— begin THE DATA —
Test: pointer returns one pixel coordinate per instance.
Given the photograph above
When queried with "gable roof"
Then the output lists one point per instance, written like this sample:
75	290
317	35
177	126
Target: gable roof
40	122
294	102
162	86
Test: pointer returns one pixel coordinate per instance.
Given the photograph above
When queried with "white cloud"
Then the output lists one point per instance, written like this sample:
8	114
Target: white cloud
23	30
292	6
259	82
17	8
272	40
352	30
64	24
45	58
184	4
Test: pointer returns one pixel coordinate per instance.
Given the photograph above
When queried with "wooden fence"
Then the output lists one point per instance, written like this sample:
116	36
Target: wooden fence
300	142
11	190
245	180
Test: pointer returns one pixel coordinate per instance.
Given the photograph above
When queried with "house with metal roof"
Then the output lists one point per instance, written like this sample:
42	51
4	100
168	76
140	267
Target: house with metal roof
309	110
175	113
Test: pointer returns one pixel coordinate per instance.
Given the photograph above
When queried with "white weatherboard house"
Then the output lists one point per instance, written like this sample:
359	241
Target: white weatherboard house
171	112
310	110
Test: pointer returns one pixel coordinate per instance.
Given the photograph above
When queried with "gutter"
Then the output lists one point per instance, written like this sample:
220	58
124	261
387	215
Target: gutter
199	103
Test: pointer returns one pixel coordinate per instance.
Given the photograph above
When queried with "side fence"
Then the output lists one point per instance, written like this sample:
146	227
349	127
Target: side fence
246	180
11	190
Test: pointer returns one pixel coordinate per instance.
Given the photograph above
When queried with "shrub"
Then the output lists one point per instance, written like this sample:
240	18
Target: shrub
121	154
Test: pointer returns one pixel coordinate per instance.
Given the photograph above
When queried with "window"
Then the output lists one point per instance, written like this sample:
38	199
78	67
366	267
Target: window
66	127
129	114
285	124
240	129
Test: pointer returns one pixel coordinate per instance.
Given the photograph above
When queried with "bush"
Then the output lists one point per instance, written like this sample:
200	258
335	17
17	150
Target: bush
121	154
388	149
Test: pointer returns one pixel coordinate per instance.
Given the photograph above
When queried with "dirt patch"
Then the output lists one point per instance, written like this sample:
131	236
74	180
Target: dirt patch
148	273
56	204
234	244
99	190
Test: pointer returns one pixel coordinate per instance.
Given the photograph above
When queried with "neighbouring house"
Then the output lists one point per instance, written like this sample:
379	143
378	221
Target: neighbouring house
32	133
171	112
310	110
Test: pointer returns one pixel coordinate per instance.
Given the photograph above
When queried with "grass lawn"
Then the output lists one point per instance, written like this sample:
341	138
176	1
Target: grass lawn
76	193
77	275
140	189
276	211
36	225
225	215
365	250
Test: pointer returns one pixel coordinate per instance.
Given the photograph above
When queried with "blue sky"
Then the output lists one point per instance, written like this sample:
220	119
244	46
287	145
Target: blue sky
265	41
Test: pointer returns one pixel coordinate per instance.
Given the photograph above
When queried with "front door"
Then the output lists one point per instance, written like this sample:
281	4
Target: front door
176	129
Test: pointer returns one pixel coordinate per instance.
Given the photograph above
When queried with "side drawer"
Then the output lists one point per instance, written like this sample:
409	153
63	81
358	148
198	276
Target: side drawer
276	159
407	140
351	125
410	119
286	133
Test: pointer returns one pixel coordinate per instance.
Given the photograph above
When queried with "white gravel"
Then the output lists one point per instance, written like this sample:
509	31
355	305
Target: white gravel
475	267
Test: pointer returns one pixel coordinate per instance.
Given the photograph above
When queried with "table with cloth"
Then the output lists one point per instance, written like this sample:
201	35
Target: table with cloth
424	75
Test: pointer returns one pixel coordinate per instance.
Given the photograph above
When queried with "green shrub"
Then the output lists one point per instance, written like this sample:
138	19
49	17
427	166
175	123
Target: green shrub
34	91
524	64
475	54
— end THE DATA —
> [WORK REQUIRED]: Repeat the material above exactly.

> [COMPLETE RESPONSE]:
Test: pointer returns one pixel coordinate per instance.
Given the photograph above
When queried with "gable roof"
Then the output lists one point per instance, written like this sample:
75	290
317	35
177	126
Target: gable roof
40	122
294	102
162	86
Test: pointer returns one pixel coordinate per instance.
Given the photograph above
When queried with "white cloud"
Then the output lists one point per instance, written like this sample:
8	114
Target: white cloud
23	30
292	6
259	82
17	8
272	40
352	30
64	24
45	58
184	4
Test: pointer returns one pixel coordinate per instance.
Given the photograph above
When queried with "wooden fence"
Then the output lists one point per instance, written like this sample:
116	36
Target: wooden fence
300	142
11	190
245	180
Test: pointer returns one pixel coordinate per instance.
Given the photograph above
When queried with "house with metal roof"
Then the output lists one point per instance, written like this sample:
42	51
4	100
168	76
140	267
Target: house with metal roof
309	110
175	113
Test: pointer returns one pixel coordinate per instance.
Given the photograph above
When queried with "white weatherboard house"
Then the output lists one point per instance, written like this sample:
359	241
Target: white weatherboard house
171	112
310	110
Test: pointer returns one pixel coordinate per instance.
Given the photograph above
When queried with "gutter"
Then the output lists one point per instance, written like this sample:
220	58
124	261
387	215
Target: gutter
199	103
Test: pointer returns one pixel coordinate per instance.
Given the photograph above
When queried with "side fence"
Then the output lists one point per instance, written like this sample:
146	227
349	127
Target: side fence
246	180
11	190
Test: pointer returns one pixel coordinate per instance.
Given the photograph above
When queried with "shrub"
Then the output lists one point per instance, written like this sample:
240	18
Target: shrub
121	154
Test: pointer returns one pixel coordinate per instance.
Given the photograph above
When queried with "window"
Then the output lists one point per instance, written like this sample:
38	199
78	67
366	267
Target: window
66	127
129	114
285	124
240	129
Test: pointer returns one pixel coordinate per instance.
Given the photograph above
When queried with "bush"
Then the output lists one point per instance, written like this sample:
200	258
335	17
17	150
Target: bush
121	154
388	149
Test: pointer returns one pixel coordinate per instance.
Given the photograph above
When queried with "dirt patch"
Then the output lists one point per instance, written like this sample:
131	236
74	180
Target: dirt patch
148	273
56	204
234	244
99	190
Test: pointer returns one pixel coordinate per instance.
Given the photograph above
When queried with "neighbouring house"
Then the output lists one point per instance, written like this sample:
379	143
378	221
Target: neighbouring house
32	133
171	112
310	110
Test: pointer returns one pixel coordinate per instance.
Given the photograph above
When queried with "grass lawn"
Then the output lists one point per instance, written like this sample:
341	138
176	1
Target: grass lawn
76	193
77	275
140	189
276	211
36	225
225	215
365	250
Test: pointer returns one pixel coordinate per instance.
Given the photograph above
When queried with "blue sky"
Then the output lists one point per instance, written like this sample:
220	119
244	46
287	145
Target: blue sky
265	41
Test: pointer returns one pixel coordinate per instance.
Given the photograph above
When queried with "front door"
Then the output lists one point per instance, written like this sample:
281	4
Target: front door
176	129
Test: pointer returns one pixel coordinate per instance.
Given the photograph above
When queried with "side drawer"
Then the output lists one point per instance, written like this sample:
409	153
63	81
358	148
198	276
Target: side drawer
276	159
407	140
351	125
410	119
286	133
Test: pointer returns one pixel coordinate per instance.
Given the photograph above
When queried with "white gravel"
Then the output lists one point per instance, written like this sample:
509	31
355	305
Target: white gravel
475	267
Test: pointer returns one pixel coordinate per instance.
Given the photograph above
When queried with "table with cloth"
Then the output lists one point per instance, written like this sample:
201	35
Target: table with cloth
424	75
Test: pointer returns one pixel coordinate per instance.
Given the photograph above
When queried with "green shrub"
Then the output lists one point per instance, written like this sample:
138	19
49	17
427	166
175	123
Target: green shrub
34	91
524	64
475	54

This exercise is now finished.